▶ [Texte étudié]:
+ + + + +

Pour comprendre la prostitution, il faut comprendre les clients, dites-vous. Surtout aujourd'hui.

De nos jours, l'identité masculine est bousculée. De nombreux hommes sont touchés par le chômage et la précarité. Dans un contexte marqué par l'idéologie de la performance, la valorisation liée au travail est en crise, ce qui peut déboucher sur un «retour viriliste». Au cours de cette enquête, j'ai été surpris par le nombre d'hommes en panne d'estime de soi: «Est-ce que je vaux quelque chose ?» Les combats féministes ont aussi bousculé les rapports entre les sexes. C'est quoi être un homme, être une femme aujourd'hui ? Tout a bougé. Certains hommes le supportent mal.

Quel est le profil de ces clients ?

Les plus nombreux (46%) ont entre 31 et 50 ans, 64% font appel aux prostituées occasionnellement, 36% régulièrement. Mais il faut nuancer: il y a deux types d'occasionnels, ceux qui y ont goûté une fois et ceux qui y vont par accès, pendant les vacances, après une rupture...

«Ce n'est pas le fait de malades isolés : le client, c'est le Français moyen»

La majorité d'entre eux vivent seuls...

+ + + + +

▶ [Jeu de données]:
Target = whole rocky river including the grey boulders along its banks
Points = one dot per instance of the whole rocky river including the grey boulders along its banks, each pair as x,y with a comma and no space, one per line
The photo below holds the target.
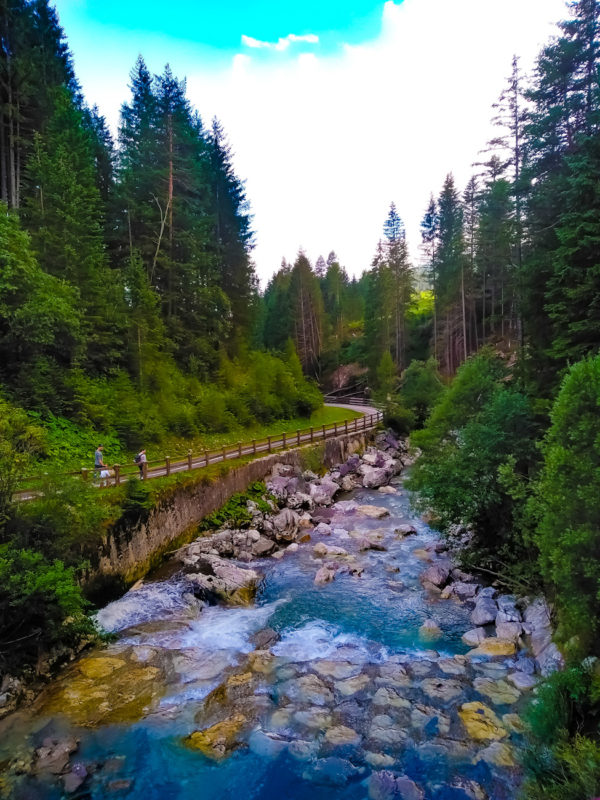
331,646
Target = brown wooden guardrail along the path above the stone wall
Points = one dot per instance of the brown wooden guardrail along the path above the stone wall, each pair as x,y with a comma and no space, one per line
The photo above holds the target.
31,487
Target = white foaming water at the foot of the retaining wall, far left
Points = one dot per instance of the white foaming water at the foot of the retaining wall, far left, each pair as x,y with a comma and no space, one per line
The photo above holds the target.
152,601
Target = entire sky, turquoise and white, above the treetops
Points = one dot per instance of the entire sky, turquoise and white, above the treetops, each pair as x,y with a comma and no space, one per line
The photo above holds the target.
333,109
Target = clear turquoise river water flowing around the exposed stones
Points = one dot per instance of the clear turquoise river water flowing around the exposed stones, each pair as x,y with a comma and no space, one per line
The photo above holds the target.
368,623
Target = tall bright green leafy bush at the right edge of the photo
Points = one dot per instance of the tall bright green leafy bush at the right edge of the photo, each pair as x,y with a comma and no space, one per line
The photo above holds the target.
566,505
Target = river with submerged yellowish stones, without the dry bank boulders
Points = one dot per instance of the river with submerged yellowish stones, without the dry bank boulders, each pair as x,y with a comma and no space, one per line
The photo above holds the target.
320,691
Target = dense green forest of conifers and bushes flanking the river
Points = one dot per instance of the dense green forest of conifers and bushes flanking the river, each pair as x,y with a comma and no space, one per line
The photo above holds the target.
129,306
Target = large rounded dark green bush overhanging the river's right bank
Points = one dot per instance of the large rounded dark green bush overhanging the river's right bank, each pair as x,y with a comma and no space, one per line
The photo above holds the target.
460,474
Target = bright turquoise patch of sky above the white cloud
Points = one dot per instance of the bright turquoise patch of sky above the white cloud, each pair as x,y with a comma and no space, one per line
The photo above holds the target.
213,30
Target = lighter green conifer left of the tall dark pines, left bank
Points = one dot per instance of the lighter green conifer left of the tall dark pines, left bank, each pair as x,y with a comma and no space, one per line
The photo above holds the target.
65,221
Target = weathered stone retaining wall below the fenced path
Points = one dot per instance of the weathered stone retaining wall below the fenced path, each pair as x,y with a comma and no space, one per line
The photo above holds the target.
128,553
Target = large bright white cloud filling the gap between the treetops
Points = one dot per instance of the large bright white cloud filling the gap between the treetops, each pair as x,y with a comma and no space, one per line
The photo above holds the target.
326,143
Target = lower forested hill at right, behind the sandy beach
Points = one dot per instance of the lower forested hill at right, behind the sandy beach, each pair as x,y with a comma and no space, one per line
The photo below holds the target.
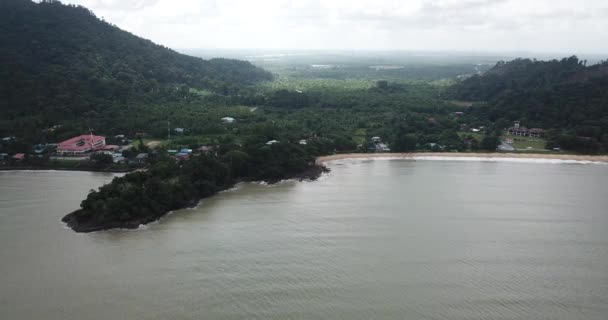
566,96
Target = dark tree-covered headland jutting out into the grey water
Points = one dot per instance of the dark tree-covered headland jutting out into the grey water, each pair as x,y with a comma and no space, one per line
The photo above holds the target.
144,196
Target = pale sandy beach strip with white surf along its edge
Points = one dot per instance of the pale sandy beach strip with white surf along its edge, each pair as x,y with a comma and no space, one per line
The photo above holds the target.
487,155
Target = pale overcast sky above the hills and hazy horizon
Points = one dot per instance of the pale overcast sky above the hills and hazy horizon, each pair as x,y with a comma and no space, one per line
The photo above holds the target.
560,26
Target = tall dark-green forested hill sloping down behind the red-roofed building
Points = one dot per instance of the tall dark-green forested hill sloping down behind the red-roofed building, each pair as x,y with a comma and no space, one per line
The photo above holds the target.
62,58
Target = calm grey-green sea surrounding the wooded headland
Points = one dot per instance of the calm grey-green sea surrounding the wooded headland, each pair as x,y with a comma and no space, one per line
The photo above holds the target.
374,239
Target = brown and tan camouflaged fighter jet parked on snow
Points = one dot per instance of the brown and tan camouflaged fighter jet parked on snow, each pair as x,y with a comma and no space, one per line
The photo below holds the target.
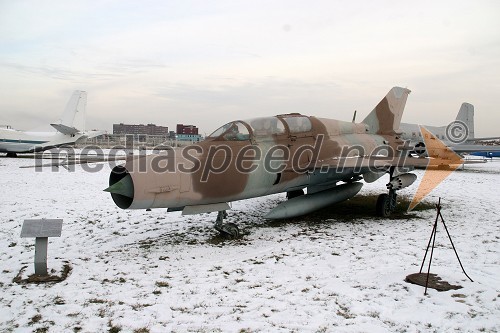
285,153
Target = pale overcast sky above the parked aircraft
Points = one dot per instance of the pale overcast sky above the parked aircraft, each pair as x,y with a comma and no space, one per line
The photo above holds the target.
209,62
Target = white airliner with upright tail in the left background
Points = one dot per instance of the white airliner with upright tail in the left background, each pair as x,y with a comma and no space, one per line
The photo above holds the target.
69,129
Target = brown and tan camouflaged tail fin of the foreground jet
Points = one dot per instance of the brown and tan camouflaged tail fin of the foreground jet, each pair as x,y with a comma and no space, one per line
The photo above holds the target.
386,117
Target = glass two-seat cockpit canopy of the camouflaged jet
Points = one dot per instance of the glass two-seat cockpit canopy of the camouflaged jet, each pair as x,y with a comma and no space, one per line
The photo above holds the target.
259,128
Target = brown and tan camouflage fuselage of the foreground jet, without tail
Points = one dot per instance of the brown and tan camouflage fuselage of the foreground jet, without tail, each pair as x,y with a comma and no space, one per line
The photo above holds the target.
220,170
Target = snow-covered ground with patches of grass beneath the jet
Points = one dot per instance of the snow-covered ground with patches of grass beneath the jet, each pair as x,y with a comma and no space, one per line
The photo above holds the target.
139,271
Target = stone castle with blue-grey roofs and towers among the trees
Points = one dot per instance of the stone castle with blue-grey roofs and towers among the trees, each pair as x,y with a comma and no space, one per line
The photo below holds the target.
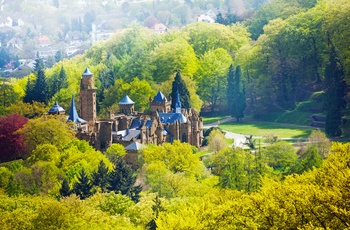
129,127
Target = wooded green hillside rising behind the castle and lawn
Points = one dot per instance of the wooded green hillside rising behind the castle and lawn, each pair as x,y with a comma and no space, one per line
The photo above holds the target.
283,52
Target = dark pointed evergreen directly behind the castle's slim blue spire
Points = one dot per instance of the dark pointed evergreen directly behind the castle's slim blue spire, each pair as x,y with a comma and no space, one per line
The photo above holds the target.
180,86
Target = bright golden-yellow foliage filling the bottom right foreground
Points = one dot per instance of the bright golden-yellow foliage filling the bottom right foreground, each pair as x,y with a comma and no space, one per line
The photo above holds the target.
315,199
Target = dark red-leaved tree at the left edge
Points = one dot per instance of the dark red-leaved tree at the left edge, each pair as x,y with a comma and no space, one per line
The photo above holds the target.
11,142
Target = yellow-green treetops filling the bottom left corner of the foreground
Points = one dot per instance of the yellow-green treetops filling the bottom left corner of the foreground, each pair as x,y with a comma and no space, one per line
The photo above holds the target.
45,213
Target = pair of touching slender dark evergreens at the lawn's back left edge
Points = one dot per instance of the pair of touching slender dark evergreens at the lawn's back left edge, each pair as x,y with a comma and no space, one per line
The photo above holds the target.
236,93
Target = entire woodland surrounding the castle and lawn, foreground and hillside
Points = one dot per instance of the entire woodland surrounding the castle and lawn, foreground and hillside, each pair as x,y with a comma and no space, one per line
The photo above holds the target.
285,54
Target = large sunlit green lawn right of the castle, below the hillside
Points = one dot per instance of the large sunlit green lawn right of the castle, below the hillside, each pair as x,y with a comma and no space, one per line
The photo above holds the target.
263,128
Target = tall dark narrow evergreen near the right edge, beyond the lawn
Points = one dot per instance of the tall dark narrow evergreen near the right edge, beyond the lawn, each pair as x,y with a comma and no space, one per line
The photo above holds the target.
335,86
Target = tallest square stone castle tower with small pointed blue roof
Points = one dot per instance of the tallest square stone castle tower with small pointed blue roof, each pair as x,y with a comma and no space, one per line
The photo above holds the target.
87,96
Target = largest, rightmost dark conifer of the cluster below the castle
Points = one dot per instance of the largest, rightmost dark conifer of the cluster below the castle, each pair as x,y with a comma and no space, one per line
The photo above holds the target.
122,179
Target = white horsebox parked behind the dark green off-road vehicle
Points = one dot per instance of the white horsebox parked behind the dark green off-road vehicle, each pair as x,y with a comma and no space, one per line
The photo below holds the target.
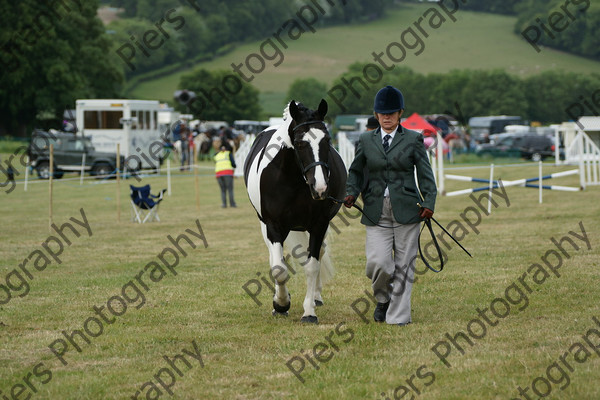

+ + + + +

▶ [Objectif de la tâche]:
Répondez à ces questions en vous appuyant sur le texte étudié.
(a) Selon le texte, par quoi de nombreux hommes sont-ils touchés ?
(b) Quelle part des clients a entre 31 et 50 ans ?
(c) Comment vit la majorité des clients ?
Les entrées forment un matériau distinct du texte étudié.

▶ [Réponse rédigée]:
(a) Par le chômage et la précarité.
(b) 46 %.
(c) Seule.